> [FRAGMENT]:
»»
Terug naar overzicht

Cursus bierbrouwen, deel 5

december 2010
Door: Jacques Bertens

BERTENS BLIK IN DE BROUWKETEL

 

Cursus bierbrouwen, deel 5

Hoofdgisting

Elke gist heeft een eigen optimale vergistingstemperatuur. Voor een bovengist ligt die gebruikelijk tussen de 17 en 22 ºC en voor ondergist tussen de 9 en 14 ºC. Op de sites van de leveranciers van gist kun je vinden welke temperatuur voor een bepaalde gist aanbevolen worden. Het verdient aanbeveling deze richtlijn zo veel mogelijk te volgen.
Het spreekt voor zich dat het gistvat vooraf grondig wordt gedesinfecteerd.

De vergisting kan het beste uitgevoerd worden in een vat dat hermetisch sluit. Alhoewel helemaal dicht? Nee, het koolzuur dat gevormd wordt hoort het vat te verlaten via een waterslot. Het voordeel hiervan is dat ongewenste micro-organismen geen kans hebben bij je wort te komen en dat je de vergisting kunt volgen via de werking van het waterslot. Helaas worden wel eens bij beginnerspakketten gistvaten dan wel vergistingsemmers verkocht die niet voldoende afsluiten. Menig beginnende hobbybrouwer is met lichte paniek in de veronderstelling geweest dat de vergisting niet begonnen, of heel snel klaar was, enkel door het weglekken van koolzuur. Controleer bij aankoop of in het deksel van het vat/emmer een rubberen rand zit en dat je de deksel stevig op bovenkant van het vat kunt vastzetten door een knelband of een door deze stevig vast te draaien.
Na het toevoegen van de gist komt de vergisting langzaam op gang. De eerste uren gebeurt er ogenschijnlijk niets. Na 4 tot 16 uur komt er een dun laagje schuim op het bier. Het waterslot begint voorzichtig te blubben. Daarna zal de vergisting steeds heviger gaan verlopen en wordt de schuimlaag dikker. Bedwing je nieuwsgierigheid en maak het gistvat niet steeds open. Als de gisting eerder of later op gang komt heb je te veel of te weinig gist toegevoegd of heb je het wort onvoldoende belucht. Dit is echter geen reden voor paniek. Je wort wordt echt wel bier!
««
> [WAT WORDT GEVRAAGD]:
- A) Vertaal de volgende zin uit het fragment over de hoofdgisting in het Engels: "Het spreekt voor zich dat het gistvat vooraf grondig wordt gedesinfecteerd."
- B) Kopieer uit het fragment over de hoofdgisting letterlijk het stuk van "De vergisting kan" tot en met "vast te draaien.".

> [OVERZICHT]:
»»
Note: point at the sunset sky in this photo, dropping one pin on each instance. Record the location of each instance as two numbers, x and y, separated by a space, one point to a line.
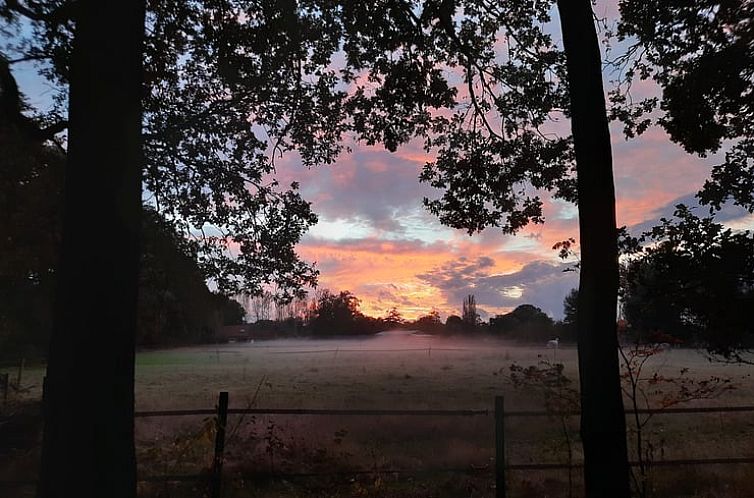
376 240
««
»»
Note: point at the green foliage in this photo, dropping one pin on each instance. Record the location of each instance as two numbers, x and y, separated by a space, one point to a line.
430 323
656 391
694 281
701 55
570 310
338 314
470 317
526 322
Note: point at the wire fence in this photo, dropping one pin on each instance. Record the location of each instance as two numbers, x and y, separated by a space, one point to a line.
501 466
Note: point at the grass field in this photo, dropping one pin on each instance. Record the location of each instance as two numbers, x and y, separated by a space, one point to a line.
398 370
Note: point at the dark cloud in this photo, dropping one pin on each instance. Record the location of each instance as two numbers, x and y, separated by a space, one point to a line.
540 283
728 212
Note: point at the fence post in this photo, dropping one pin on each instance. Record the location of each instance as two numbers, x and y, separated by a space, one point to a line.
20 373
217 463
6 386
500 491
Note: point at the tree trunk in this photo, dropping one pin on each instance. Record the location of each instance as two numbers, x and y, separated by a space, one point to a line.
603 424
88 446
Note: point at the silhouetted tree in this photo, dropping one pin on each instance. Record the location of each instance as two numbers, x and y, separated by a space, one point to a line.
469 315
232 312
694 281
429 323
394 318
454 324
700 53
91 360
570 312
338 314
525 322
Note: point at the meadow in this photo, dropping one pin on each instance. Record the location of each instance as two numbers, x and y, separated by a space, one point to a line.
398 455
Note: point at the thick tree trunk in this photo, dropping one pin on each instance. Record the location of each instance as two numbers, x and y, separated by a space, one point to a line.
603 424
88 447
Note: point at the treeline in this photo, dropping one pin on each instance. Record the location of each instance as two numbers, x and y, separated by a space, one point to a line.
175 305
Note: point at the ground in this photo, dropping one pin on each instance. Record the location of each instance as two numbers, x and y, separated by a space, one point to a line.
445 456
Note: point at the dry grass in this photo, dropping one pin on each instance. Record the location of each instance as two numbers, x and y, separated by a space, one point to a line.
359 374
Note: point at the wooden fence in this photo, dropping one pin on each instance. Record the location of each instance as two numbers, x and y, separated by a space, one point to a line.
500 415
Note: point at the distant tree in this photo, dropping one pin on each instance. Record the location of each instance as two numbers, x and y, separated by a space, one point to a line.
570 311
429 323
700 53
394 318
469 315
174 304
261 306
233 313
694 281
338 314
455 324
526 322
««
»»
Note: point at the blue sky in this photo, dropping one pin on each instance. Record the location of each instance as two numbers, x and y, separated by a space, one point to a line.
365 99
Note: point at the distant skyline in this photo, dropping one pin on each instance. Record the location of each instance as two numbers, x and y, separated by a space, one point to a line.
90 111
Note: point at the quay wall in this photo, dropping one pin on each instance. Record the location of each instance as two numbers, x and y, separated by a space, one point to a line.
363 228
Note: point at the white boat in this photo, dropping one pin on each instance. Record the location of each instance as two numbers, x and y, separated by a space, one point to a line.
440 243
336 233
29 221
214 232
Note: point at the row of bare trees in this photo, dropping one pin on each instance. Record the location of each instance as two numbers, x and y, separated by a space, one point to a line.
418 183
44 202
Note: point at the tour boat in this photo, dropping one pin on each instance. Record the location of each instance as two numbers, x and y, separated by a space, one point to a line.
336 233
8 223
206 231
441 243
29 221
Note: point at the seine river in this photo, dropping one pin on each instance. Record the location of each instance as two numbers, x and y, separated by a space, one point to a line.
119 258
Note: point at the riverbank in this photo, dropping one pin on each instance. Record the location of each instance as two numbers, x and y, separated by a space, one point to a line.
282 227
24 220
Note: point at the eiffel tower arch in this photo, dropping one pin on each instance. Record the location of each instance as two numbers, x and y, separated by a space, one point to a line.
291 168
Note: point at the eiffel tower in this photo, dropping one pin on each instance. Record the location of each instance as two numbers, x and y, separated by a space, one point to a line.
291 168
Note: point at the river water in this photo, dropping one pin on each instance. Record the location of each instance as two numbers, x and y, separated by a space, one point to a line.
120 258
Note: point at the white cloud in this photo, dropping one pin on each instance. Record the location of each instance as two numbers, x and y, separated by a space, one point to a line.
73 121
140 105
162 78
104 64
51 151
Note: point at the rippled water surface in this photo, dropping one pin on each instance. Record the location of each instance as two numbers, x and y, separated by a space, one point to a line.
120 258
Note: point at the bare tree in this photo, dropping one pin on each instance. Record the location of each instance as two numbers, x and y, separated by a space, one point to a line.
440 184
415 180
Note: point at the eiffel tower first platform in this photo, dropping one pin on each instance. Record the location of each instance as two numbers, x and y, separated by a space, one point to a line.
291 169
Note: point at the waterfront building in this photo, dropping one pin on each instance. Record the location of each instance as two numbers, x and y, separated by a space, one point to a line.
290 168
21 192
««
> [ANTWOORDEN OP VOLGORDE]:
- A) It goes without saying that the fermentation vessel is thoroughly disinfected beforehand.

- B)
De vergisting kan het beste uitgevoerd worden in een vat dat hermetisch sluit. Alhoewel helemaal dicht? Nee, het koolzuur dat gevormd wordt hoort het vat te verlaten via een waterslot. Het voordeel hiervan is dat ongewenste micro-organismen geen kans hebben bij je wort te komen en dat je de vergisting kunt volgen via de werking van het waterslot. Helaas worden wel eens bij beginnerspakketten gistvaten dan wel vergistingsemmers verkocht die niet voldoende afsluiten. Menig beginnende hobbybrouwer is met lichte paniek in de veronderstelling geweest dat de vergisting niet begonnen, of heel snel klaar was, enkel door het weglekken van koolzuur. Controleer bij aankoop of in het deksel van het vat/emmer een rubberen rand zit en dat je de deksel stevig op bovenkant van het vat kunt vastzetten door een knelband of een door deze stevig vast te draaien.